TASKS FOR THIS EXERCISE ▸
A. From the katakana thread below, reproduce the passage that begins at the words "You are viewing" and stops after the words "any other way??".
B. In the katakana thread below, which revision is said to have eliminated the ClassCastException?
C. Name every person who posted a message in the katakana thread below.

EXTRACT PROVIDED ▸

+-------+

You are viewing a plain text version of this content. The canonical link for it is here.

Posted to solr-user@lucene.apache.org by Ashish P <as...@gmail.com> on 2009/04/28 07:01:45 UTC

half width katakana

I want to convert half width katakana to full width katakana. I tried using
cjk analyzer but not working.
Does cjkAnalyzer do it or is there any other way??
-- 
View this message in context: http://www.nabble.com/half-width-katakana-tp23270186p23270186.html
Sent from the Solr - User mailing list archive at Nabble.com.

Re: half width katakana

Posted by Koji Sekiguchi <ko...@r.email.ne.jp>.

Chris Hostetter wrote:
> : The exception is expected if you use CharStream aware Tokenizer without
> : CharFilters.
>
> Koji: i thought all of the casts had been eliminated and replaced with 
> a call to CharReader.get(Reader) ?
>
>   
Yeah, right. After r758137, ClassCastException should be eliminated.

http://svn.apache.org/viewvc?view=rev&revision=758137

And then CharReader.get(Reader) idiom added as hoss suggested:

http://svn.apache.org/viewvc?view=rev&revision=758161

Ashish, what revision/nightly version did you use when you got ClassCast 
Exception?

Koji

Re: half width katakana

Posted by Chris Hostetter <ho...@fucit.org>.

: The exception is expected if you use CharStream aware Tokenizer without
: CharFilters.

Koji: i thought all of the casts had been eliminated and replaced with 
a call to CharReader.get(Reader) ?

: Please see example/solr/conf/schema.xml for the setting of CharFilter and
: CharStreamAware*Tokenizer:


: > Using CharStreamAwareCJKTokenizerFactory is giving me following error,
: > SEVERE: java.lang.ClassCastException: java.io.StringReader cannot be cast to
: > org.apache.solr.analysis.CharStream
: > 
: > May be you are typecasting Reader to subclass.

-Hoss

Re: half width katakana

Posted by Koji Sekiguchi <ko...@r.email.ne.jp>.

The exception is expected if you use CharStream aware Tokenizer without 
CharFilters.

+-------+

DATA LISTING ▸
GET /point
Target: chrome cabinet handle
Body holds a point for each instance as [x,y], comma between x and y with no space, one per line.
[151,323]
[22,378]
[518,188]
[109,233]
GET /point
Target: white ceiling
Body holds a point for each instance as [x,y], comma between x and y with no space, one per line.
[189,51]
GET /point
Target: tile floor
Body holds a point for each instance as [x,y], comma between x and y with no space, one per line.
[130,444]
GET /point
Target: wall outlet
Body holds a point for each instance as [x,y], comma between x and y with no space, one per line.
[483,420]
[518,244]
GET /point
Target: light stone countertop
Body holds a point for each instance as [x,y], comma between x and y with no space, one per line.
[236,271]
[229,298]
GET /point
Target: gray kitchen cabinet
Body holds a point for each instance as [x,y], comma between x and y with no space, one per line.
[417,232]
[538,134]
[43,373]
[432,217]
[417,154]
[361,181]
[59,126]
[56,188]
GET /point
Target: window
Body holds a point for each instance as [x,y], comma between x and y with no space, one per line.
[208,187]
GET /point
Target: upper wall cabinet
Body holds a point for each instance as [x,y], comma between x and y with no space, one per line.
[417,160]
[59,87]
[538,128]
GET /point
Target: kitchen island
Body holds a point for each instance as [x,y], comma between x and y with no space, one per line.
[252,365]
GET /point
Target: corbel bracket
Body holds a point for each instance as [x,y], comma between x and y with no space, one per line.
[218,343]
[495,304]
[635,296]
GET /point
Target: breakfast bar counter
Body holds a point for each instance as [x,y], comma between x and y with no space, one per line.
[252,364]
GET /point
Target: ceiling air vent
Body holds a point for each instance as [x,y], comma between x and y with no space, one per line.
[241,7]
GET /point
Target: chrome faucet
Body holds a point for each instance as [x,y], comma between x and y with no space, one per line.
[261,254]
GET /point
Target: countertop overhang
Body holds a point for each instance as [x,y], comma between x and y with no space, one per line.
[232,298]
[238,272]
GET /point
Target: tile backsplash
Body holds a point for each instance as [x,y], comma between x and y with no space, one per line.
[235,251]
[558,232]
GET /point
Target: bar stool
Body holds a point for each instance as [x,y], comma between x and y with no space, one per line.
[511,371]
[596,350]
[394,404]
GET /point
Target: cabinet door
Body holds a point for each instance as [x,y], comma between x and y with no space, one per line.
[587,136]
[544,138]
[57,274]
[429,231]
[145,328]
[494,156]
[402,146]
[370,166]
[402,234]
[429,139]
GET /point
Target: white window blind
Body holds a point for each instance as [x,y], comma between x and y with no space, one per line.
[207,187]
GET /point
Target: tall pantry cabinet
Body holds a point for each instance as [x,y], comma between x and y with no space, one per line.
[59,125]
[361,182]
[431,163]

+-------+

ANSWERS PER TASK ▸
A.
You are viewing a plain text version of this content. The canonical link for it is here.

Posted to solr-user@lucene.apache.org by Ashish P <as...@gmail.com> on 2009/04/28 07:01:45 UTC

half width katakana

I want to convert half width katakana to full width katakana. I tried using
cjk analyzer but not working.
Does cjkAnalyzer do it or is there any other way??

B. r758137

C. Ashish P, Koji Sekiguchi, Chris Hostetter